Requirements
Will you quote only the lines starting at the one that contains "of the leather" and ending with the last line of the listing below, inclusive?

Data provided

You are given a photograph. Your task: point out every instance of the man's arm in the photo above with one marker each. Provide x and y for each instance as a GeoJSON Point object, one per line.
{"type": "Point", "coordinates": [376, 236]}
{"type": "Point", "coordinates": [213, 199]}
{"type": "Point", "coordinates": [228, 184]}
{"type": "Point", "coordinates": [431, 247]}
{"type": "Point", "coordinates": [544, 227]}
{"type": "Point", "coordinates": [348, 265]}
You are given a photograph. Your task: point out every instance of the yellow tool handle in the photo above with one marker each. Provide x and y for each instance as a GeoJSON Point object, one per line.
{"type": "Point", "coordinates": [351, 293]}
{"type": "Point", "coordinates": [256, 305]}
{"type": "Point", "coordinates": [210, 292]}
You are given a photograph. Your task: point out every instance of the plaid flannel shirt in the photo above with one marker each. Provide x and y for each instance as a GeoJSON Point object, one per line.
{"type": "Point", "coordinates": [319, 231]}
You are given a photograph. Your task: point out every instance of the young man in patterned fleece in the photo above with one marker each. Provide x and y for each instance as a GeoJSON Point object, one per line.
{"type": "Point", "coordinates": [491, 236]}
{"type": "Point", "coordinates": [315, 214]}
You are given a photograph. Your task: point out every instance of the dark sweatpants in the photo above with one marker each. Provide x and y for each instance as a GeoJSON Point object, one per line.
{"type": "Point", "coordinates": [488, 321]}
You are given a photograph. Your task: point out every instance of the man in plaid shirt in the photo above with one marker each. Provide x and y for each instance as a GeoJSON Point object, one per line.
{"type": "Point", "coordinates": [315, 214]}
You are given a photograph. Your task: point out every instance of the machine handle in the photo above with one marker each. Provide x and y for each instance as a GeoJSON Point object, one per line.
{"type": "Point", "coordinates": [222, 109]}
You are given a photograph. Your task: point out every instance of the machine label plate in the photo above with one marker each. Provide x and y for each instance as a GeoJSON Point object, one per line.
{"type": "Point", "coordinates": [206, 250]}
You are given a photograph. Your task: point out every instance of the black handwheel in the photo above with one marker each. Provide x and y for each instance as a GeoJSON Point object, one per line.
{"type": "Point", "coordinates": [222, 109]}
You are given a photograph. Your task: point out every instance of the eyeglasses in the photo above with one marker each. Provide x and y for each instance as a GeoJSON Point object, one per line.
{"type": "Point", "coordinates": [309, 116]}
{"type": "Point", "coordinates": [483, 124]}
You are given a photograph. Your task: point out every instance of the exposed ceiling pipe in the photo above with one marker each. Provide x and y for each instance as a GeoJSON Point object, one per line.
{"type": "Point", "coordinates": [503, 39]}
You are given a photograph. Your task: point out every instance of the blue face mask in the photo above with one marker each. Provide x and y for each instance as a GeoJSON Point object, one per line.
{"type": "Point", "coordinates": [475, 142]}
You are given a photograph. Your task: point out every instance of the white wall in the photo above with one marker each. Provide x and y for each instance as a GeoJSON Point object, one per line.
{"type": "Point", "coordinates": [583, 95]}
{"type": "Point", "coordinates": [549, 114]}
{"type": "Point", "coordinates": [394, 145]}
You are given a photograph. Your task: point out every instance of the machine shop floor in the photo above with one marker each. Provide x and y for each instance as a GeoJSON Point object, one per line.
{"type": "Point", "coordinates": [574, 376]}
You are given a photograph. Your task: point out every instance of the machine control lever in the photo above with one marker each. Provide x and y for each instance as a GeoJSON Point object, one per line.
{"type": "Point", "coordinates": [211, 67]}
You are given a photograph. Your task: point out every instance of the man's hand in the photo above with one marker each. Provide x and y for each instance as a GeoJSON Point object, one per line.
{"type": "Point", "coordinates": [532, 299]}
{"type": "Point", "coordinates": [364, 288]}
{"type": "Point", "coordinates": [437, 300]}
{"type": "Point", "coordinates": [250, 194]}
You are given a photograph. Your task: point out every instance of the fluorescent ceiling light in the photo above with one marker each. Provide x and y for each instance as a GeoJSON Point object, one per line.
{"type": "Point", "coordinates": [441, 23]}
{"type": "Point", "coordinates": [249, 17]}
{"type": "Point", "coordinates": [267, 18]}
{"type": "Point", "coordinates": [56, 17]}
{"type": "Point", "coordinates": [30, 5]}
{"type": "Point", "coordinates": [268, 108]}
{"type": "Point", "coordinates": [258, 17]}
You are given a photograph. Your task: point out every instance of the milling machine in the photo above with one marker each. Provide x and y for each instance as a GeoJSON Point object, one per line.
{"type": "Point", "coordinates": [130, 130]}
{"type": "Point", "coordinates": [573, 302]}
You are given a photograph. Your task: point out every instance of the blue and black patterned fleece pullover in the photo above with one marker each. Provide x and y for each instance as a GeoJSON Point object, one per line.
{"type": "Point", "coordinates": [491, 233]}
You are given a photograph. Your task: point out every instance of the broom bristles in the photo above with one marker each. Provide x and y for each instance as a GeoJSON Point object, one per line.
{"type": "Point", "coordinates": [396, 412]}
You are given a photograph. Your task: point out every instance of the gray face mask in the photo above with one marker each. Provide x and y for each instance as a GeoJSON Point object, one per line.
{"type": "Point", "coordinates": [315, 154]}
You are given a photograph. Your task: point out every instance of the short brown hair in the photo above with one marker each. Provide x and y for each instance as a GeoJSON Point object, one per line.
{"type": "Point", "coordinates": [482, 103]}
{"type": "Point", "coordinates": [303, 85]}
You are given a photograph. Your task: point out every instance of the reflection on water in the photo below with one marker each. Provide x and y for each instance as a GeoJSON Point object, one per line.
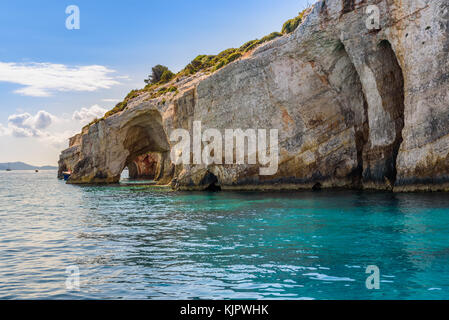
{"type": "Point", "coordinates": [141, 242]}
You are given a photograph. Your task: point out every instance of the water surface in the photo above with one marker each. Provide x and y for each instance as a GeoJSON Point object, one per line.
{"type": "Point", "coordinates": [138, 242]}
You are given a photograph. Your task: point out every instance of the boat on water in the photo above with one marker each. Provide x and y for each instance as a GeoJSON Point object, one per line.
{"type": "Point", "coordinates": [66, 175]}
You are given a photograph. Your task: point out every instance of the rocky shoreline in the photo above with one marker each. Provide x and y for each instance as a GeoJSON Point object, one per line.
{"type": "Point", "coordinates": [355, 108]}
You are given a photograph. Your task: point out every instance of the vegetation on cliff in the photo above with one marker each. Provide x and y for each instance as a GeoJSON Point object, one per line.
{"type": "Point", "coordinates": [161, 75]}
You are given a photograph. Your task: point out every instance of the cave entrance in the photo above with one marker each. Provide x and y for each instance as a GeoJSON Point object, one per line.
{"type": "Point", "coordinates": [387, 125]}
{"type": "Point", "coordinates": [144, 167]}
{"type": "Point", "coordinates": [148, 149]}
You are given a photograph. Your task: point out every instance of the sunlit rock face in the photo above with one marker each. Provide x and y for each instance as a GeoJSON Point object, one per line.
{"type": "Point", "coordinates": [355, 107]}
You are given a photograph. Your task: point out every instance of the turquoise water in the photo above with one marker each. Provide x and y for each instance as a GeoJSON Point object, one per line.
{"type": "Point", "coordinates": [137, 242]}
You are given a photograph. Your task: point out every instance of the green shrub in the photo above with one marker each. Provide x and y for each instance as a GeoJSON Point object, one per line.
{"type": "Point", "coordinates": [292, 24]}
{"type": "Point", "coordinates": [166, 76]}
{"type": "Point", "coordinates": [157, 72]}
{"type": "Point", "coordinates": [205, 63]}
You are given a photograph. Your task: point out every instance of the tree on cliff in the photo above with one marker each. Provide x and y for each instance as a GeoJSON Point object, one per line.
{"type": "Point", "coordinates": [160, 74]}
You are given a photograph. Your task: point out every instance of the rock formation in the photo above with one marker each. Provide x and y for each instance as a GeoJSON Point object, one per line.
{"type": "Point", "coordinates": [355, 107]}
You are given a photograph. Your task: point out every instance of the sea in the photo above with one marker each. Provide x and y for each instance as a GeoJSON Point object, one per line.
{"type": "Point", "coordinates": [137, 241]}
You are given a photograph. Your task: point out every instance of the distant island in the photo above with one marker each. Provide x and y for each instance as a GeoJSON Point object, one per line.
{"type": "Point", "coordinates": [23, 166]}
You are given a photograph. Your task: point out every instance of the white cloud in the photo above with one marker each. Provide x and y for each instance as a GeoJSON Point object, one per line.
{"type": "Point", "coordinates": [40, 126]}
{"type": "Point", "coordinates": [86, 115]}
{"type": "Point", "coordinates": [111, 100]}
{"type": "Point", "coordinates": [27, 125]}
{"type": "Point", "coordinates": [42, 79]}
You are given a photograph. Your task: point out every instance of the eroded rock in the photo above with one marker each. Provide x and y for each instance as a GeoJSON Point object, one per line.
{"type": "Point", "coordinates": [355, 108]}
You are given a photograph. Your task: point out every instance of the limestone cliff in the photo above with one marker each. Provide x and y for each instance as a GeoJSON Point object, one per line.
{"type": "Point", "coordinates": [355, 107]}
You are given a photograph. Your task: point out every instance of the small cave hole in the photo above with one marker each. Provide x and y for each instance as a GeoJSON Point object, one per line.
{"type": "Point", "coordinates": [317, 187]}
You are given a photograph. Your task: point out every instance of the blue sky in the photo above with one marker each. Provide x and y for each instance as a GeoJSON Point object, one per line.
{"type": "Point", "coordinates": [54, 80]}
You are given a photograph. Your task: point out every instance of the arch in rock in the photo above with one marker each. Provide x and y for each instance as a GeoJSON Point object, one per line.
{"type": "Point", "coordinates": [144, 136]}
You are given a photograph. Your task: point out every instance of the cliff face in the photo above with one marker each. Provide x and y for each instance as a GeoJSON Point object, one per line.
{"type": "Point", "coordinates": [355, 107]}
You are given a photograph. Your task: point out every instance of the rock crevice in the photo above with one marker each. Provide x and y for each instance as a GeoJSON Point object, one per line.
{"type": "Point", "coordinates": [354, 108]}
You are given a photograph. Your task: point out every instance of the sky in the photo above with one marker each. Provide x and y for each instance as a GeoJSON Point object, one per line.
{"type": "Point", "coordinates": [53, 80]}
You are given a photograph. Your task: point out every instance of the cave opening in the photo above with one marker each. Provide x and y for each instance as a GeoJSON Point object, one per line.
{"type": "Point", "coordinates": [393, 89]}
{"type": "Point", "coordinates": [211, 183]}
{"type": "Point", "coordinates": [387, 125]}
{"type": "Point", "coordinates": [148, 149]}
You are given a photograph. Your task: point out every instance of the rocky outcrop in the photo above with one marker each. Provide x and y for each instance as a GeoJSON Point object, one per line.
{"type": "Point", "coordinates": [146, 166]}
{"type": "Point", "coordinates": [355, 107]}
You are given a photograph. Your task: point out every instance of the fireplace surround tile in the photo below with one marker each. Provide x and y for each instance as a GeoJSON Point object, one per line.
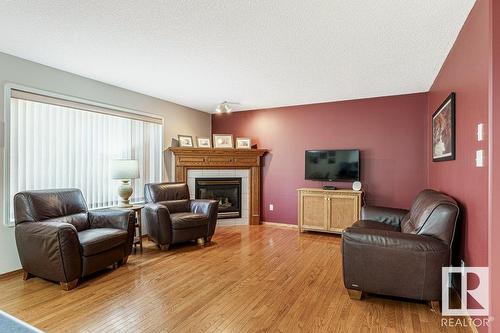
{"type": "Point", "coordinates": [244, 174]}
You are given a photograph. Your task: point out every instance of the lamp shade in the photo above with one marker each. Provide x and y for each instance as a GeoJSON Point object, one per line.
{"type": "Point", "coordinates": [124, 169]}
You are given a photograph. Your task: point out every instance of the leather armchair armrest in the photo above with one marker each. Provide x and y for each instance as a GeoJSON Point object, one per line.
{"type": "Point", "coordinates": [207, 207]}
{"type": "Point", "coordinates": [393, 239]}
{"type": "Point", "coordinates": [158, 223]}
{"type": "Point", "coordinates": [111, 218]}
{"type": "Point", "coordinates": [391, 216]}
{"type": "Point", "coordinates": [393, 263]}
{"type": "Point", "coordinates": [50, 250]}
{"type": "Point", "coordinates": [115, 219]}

Result of this exercise
You are given a photograph. Your task: point out every instance of the leather armchair armrest in the photo above with one marker each. Provide x and y for each instance as a GeoJSON Point object, one per line.
{"type": "Point", "coordinates": [207, 207]}
{"type": "Point", "coordinates": [393, 239]}
{"type": "Point", "coordinates": [158, 223]}
{"type": "Point", "coordinates": [111, 218]}
{"type": "Point", "coordinates": [391, 216]}
{"type": "Point", "coordinates": [393, 263]}
{"type": "Point", "coordinates": [50, 250]}
{"type": "Point", "coordinates": [115, 219]}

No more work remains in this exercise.